What is expected:
Repeat the records word for word, beginning at the line that contains "of the flat" and stopping after the line that contains "point(594, 877)".

## Start

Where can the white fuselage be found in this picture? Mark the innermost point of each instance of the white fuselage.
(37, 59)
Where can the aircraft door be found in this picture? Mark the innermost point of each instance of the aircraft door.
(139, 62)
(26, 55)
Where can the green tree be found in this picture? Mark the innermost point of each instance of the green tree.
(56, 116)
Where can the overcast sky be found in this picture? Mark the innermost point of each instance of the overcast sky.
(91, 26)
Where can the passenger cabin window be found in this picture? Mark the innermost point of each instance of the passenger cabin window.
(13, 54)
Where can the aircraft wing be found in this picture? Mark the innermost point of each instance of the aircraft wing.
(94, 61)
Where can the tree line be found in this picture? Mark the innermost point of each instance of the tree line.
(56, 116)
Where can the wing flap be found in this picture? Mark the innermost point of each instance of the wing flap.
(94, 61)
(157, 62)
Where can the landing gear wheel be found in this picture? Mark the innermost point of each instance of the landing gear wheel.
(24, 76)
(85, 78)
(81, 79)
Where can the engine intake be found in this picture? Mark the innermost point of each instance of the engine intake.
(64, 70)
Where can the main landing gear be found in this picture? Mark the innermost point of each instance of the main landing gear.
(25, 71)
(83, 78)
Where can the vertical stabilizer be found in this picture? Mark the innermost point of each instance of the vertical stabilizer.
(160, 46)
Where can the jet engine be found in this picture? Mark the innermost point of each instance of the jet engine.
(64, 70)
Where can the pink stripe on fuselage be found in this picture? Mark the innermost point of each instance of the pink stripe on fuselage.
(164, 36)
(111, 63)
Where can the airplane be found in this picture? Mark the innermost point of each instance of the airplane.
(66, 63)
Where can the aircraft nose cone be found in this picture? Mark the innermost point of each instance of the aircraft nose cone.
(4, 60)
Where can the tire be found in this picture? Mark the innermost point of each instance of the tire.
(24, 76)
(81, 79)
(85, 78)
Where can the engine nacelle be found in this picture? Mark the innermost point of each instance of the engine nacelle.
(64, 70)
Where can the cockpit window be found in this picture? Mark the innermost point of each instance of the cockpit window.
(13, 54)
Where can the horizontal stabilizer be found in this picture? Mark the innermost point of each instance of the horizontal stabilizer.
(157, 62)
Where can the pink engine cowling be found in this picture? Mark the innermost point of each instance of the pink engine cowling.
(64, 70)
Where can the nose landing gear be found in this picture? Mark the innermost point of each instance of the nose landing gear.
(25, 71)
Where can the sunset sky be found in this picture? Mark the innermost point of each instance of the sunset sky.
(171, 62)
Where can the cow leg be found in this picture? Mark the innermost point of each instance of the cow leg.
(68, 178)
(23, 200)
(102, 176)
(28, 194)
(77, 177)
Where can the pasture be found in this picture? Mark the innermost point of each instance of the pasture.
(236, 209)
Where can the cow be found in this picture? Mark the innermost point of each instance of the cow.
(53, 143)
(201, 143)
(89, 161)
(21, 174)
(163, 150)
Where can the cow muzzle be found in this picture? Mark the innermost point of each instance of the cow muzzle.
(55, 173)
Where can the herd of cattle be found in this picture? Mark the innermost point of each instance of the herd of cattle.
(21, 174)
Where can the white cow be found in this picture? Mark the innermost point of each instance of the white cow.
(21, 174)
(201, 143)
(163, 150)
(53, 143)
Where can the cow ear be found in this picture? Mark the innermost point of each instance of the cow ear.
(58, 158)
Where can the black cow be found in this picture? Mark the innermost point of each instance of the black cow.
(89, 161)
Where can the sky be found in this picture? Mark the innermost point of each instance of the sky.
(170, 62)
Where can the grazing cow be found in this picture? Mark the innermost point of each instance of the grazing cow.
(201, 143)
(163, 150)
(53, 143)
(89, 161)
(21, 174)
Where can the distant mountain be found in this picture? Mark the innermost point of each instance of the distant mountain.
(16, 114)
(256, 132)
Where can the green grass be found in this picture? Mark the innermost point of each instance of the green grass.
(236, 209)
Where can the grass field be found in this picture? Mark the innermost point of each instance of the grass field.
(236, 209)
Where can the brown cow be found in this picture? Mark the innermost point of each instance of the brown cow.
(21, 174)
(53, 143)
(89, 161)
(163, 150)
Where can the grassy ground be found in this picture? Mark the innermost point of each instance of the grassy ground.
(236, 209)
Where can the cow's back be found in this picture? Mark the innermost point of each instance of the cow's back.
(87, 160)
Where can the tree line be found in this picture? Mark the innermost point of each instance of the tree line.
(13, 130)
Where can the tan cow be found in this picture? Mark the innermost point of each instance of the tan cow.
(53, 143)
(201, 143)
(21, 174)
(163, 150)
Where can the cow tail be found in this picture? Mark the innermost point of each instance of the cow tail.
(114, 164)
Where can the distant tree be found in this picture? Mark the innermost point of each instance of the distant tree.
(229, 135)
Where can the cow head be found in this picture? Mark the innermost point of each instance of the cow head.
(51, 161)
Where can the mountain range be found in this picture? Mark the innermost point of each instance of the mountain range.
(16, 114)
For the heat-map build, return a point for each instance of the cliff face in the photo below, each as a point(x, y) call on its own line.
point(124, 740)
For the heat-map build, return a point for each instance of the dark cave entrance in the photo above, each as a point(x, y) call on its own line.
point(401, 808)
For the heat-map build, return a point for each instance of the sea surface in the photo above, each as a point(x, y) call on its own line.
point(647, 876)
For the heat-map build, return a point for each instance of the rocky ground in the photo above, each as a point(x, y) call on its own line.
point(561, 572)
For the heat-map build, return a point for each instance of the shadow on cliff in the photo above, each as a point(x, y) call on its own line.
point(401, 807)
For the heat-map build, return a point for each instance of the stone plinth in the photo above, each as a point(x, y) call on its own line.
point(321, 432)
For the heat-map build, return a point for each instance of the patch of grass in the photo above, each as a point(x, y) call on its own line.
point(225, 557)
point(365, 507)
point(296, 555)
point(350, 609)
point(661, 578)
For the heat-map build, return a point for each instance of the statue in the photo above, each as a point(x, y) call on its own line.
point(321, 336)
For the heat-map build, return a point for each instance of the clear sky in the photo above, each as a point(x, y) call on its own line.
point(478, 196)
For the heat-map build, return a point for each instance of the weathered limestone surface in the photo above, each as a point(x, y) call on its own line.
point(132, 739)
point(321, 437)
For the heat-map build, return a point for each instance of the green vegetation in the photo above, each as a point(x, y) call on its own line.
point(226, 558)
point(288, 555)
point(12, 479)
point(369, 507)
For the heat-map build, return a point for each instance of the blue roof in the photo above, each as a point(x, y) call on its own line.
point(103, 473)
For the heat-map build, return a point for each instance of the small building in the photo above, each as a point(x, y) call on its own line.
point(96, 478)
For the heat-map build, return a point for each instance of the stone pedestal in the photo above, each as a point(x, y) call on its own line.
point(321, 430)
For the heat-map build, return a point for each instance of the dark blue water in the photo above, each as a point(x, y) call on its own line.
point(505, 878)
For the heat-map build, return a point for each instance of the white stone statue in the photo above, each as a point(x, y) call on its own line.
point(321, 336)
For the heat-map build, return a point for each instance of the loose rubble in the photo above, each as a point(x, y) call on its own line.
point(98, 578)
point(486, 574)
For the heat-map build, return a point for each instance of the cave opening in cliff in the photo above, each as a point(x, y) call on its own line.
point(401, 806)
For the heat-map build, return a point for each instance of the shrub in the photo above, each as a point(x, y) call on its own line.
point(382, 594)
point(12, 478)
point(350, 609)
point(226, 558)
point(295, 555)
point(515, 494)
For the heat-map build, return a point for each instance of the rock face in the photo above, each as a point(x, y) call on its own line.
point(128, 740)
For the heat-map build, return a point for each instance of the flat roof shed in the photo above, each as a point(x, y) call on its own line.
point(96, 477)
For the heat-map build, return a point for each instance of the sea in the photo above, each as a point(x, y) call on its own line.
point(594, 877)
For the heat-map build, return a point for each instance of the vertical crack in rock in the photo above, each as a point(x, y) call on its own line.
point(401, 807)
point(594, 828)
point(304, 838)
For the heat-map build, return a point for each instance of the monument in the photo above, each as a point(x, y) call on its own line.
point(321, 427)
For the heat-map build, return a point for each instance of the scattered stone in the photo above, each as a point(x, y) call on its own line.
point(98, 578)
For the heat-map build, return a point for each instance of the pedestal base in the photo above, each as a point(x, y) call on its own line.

## End

Written solution:
For the heat-map build, return a point for each instance of the flat roof shed in the photo above, each as a point(x, y) call on its own line.
point(96, 477)
For the heat-map build, return a point for each instance of the sea in the photo above, each as a point(x, y) call on its own line.
point(594, 877)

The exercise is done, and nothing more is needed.